◆ **EXERCISE BRIEF**
From the line with "Where in this photo can the woman in pink" to the final line of the records, reproduce every line exactly and only those lines.

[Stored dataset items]

|---|

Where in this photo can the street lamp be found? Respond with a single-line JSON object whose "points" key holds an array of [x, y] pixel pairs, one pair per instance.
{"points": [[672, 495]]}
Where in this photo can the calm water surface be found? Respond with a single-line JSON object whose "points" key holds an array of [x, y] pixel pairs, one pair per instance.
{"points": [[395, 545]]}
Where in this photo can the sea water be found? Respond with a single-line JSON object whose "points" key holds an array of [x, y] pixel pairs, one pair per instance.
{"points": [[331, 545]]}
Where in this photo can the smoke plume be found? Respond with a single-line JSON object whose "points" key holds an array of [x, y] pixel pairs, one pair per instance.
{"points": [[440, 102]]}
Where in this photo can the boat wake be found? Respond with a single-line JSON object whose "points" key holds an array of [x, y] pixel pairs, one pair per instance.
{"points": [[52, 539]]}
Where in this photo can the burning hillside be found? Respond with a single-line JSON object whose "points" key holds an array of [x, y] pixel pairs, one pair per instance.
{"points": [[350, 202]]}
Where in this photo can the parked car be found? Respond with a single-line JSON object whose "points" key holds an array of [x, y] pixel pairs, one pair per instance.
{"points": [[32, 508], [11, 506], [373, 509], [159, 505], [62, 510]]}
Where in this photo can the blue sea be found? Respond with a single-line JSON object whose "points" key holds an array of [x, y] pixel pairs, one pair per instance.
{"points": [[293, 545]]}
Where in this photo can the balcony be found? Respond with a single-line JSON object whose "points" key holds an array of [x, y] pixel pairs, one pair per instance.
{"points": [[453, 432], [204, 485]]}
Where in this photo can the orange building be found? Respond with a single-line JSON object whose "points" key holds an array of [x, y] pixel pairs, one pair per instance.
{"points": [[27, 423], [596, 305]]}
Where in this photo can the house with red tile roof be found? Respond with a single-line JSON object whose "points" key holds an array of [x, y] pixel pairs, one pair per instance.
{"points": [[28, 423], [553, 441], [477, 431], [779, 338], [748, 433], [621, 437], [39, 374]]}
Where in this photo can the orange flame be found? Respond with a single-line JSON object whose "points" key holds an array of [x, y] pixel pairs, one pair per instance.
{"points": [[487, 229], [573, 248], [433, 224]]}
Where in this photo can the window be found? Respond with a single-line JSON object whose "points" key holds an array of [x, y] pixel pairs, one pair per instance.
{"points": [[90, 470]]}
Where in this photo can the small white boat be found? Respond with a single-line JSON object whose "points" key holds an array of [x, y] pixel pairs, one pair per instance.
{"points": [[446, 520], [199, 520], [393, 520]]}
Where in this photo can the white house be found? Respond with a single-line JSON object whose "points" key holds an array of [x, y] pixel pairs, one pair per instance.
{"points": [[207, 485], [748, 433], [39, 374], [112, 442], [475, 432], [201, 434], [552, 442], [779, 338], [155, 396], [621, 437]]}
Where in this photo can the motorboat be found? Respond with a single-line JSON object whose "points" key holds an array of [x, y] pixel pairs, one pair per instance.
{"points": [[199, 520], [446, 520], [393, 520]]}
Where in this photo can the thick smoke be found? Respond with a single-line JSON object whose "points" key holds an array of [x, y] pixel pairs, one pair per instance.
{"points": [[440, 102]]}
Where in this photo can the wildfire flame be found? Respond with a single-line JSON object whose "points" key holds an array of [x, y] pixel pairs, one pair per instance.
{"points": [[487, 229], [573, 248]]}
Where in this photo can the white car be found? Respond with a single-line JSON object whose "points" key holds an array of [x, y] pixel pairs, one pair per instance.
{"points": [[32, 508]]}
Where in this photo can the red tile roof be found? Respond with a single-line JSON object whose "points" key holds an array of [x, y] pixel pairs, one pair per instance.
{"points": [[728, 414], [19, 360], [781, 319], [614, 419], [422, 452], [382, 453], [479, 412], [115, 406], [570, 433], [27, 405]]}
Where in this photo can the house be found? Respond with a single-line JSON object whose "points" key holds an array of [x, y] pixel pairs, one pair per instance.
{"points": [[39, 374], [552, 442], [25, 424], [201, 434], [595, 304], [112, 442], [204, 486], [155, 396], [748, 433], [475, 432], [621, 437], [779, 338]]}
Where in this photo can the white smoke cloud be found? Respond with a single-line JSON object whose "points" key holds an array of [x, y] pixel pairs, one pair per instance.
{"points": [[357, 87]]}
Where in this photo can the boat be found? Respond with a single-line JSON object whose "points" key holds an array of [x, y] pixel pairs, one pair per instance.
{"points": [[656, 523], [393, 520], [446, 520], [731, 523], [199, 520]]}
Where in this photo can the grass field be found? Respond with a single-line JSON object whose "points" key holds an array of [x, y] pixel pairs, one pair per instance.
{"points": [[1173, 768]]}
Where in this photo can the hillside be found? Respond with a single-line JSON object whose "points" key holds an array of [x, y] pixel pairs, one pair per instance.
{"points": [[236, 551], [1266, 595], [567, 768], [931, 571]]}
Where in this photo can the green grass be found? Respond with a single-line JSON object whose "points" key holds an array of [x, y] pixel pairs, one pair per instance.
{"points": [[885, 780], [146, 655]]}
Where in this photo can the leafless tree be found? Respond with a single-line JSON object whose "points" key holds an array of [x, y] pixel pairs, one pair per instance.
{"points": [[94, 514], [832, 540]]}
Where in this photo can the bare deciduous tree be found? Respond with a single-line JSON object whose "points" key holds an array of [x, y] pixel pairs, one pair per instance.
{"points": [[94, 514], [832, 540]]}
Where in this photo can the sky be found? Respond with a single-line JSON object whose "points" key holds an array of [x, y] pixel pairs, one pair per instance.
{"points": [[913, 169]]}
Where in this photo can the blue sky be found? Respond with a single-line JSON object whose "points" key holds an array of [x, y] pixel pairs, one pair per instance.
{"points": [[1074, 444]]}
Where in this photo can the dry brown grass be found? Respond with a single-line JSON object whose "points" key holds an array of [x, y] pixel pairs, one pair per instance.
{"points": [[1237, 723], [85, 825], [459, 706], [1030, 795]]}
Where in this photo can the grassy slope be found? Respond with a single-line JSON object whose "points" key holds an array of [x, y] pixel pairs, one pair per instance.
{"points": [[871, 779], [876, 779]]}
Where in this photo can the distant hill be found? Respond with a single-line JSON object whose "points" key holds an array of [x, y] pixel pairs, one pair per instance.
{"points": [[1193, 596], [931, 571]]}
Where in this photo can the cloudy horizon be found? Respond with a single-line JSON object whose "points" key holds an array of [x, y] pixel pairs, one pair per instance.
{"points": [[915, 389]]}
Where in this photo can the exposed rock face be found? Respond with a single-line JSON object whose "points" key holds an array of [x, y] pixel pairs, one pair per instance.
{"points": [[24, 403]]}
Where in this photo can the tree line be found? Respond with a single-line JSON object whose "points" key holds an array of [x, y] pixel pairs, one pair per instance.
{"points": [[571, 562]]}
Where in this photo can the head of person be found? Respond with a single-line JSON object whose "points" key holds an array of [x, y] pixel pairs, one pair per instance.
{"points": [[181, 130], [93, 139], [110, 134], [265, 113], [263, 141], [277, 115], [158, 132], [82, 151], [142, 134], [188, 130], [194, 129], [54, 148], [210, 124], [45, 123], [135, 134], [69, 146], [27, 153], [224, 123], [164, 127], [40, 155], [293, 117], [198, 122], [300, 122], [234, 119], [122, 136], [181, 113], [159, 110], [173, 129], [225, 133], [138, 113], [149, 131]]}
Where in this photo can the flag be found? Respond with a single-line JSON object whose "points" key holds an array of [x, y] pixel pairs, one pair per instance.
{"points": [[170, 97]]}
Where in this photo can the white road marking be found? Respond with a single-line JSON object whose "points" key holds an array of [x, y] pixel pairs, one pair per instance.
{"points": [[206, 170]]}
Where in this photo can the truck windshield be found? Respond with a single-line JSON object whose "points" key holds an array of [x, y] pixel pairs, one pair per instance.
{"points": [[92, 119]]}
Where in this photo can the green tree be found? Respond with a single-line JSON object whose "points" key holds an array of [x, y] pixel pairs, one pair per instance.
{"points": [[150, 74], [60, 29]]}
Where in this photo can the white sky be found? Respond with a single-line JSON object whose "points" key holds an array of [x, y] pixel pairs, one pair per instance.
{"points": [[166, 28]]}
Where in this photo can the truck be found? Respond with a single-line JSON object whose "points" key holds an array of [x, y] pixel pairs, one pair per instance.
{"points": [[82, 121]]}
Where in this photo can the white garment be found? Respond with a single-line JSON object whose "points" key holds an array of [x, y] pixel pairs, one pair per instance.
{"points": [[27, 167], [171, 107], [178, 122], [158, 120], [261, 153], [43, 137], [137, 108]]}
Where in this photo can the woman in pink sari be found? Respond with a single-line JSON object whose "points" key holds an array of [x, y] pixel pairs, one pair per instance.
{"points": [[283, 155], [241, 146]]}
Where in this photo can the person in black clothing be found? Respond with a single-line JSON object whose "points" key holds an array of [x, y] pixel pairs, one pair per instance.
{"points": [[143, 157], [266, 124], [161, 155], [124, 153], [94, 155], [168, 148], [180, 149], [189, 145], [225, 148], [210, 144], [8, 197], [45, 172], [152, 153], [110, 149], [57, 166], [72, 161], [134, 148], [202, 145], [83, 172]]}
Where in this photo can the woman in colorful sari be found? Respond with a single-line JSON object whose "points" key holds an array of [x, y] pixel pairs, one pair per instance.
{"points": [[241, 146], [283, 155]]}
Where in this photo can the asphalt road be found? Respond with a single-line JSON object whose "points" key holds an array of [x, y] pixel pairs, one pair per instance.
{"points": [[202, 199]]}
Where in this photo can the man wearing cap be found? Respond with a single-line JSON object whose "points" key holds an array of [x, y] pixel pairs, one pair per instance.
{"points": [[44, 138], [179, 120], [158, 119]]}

|---|

◆ **ANSWER TO THIS PROBLEM**
Where in this photo can the woman in pink sari be found? Respond with a single-line JSON object whose "points" key holds an array of [x, y] pixel pairs, one pair per instance.
{"points": [[283, 155], [241, 146]]}
Where in this photo can the person in black clothing be found? Respond with a single-line JSON object whose "points" key holds an array of [x, y] pixel pairs, one pair per instance.
{"points": [[143, 157], [266, 124], [161, 155], [124, 153], [94, 155], [168, 148], [180, 149], [189, 145], [225, 148], [210, 144], [8, 197], [45, 172], [152, 153], [110, 149], [57, 166], [72, 161], [134, 148], [202, 145], [83, 172]]}
Where in this photo can the woman in colorful sari be found? Respond with a single-line JSON object whose "points" key holds an array of [x, y] pixel pairs, one pair per instance.
{"points": [[241, 146], [283, 155]]}
Where in this photo can the asphalt road be found? Respond with a single-line JSON object whose "points" key holds an array of [x, y] pixel pairs, one pair per instance.
{"points": [[202, 199]]}
Where in this photo can the man wearing cap be found? Respond with a single-line JSON object whose "points" key holds an array of [x, y] pixel pairs, one pair per instance.
{"points": [[44, 138], [179, 120], [158, 119]]}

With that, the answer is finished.